___ TEXTE SOURCE

7. Considérant que l'urgence justifie que soit prononcée la suspension d'un acte administratif, lorsque l'exécution de celui-ci porte atteinte, de manière suffisamment grave et immédiate, à un intérêt public, à la situation du requérant ou aux intérêts qu'il entend défendre ; qu'il appartient au juge des référés d'apprécier concrètement, compte tenu des justifications fournies par le demandeur, si les effets de l'acte litigieux sont de nature à caractériser une urgence justifiant que, sans attendre le jugement de la requête au fond, l'exécution de la décision soit suspendue ;

8. Considérant que si, pour justifier de l'urgence à ce que soit prononcée la suspension des décisions litigieuses, la SCI Hôtel des Bains fait valoir qu'à défaut de suspension, la possibilité de réaliser son objet social et son projet d'aménagement serait irrémédiablement perdue, dès lors que la validité du bail est subordonnée à la réalisation d'une condition suspensive tenant à l'obligation de recueillir l'accord du préfet avant le 29 septembre 2012, elle ne justifie en tout état de cause pas que les décisions litigieuses porteraient, à la date de la présente décision, une atteinte suffisamment grave et immédiate à ses intérêts ; qu'ainsi, la condition d'urgence ne peut, en l'espèce, être regardée comme satisfaite ;

9. Considérant qu'il résulte de ce qui précède que la demande présentée par la SCI Hôtel des Bains devant le tribunal administratif de Lille ainsi que ses conclusions présentées au titre des dispositions de l'article L. 761-1 du code de justice administrative doivent être rejetées ;

D E C I D E :

--------------

Article 1er : L'article 1er de l'ordonnance du juge des référés du tribunal administratif de Lille du 24 août 2012 est annulé.

______

> TÂCHE À RÉALISER
D'après le texte source, avant quelle date la SCI Hôtel des Bains devait-elle recueillir l'accord du préfet ? Les données n'ont aucun lien avec le texte source.

___ DONNÉES FOURNIES

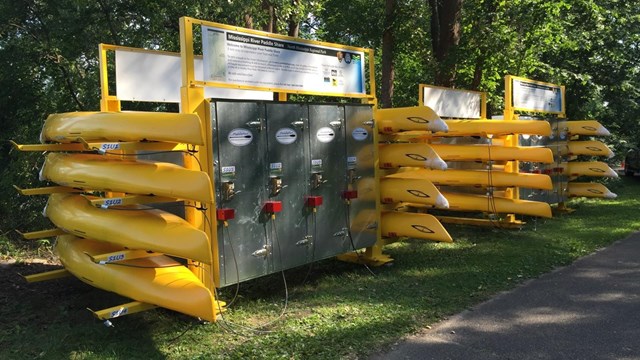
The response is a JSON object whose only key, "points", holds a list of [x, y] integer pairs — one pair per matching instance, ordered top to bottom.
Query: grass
{"points": [[340, 312]]}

______

> RÉSULTAT
Avant le 29 septembre 2012.